**Set exercise:**
Update the entries from the line with "If you could point at the tree" to the line with "Target: monkey's hand" by replacing "tree limb" with "tree branch", and keep everything else unchanged.

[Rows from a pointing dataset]
# # #

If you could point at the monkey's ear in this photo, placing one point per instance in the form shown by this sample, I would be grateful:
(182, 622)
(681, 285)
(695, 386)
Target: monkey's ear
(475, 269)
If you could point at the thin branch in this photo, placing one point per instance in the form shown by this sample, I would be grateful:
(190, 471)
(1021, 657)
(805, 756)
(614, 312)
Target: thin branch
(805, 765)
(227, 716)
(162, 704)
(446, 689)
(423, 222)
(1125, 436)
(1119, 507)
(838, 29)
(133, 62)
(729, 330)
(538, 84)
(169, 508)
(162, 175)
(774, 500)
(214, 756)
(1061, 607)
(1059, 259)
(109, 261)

# # #

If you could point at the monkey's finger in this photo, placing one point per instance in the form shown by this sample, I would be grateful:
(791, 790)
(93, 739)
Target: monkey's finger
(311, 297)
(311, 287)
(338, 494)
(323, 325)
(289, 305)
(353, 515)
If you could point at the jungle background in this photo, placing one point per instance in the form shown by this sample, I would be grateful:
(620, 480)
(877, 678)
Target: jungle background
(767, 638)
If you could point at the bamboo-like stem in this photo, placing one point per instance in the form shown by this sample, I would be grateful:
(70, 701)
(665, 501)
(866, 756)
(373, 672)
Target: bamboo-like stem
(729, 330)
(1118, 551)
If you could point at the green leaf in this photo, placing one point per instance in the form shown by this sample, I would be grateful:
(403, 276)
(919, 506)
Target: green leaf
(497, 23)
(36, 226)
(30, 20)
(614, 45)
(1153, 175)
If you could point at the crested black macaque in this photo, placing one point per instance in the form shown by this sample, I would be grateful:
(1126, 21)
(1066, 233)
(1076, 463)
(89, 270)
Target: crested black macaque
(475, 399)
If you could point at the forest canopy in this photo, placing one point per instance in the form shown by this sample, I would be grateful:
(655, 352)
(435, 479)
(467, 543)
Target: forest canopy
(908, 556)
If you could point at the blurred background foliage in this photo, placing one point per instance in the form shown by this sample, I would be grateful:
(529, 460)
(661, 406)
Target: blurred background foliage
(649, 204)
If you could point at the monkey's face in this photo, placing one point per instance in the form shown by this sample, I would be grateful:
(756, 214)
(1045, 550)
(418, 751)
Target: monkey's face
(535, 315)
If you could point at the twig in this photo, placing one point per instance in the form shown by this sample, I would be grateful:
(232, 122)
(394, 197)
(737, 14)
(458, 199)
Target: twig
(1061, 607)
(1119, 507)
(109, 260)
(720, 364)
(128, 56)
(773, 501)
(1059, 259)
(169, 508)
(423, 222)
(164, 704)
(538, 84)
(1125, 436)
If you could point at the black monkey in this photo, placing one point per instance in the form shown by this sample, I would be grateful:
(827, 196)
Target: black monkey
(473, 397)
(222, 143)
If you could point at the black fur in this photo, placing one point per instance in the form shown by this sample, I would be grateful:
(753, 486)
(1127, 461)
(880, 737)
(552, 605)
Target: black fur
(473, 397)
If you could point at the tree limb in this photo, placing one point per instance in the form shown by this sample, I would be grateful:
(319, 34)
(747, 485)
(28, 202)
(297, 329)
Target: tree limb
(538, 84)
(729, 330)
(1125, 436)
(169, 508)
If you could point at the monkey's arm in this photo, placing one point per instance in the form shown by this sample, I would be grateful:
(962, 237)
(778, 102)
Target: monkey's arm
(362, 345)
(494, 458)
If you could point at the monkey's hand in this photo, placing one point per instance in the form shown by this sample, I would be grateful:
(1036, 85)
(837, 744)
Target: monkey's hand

# # #

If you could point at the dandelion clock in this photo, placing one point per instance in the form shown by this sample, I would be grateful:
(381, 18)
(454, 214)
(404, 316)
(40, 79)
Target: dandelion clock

# # #

**Complete response:**
If you could point at the tree branch in this photo, placing one point per instance in the form shown by this sample, I would be grateful:
(319, 34)
(747, 485)
(28, 202)
(297, 329)
Target: tree branch
(538, 84)
(729, 330)
(1125, 436)
(169, 508)
If you could point at the monkey's arm in this photo, placing one point per instance in the form shown by this sample, I would be grateful:
(962, 237)
(778, 102)
Target: monkey's arm
(362, 345)
(494, 458)
If you could point at the monkey's hand in this photo, placing one point per instance in the form shown by this sample, I would be grateful:
(1036, 85)
(837, 744)
Target: monkey's hand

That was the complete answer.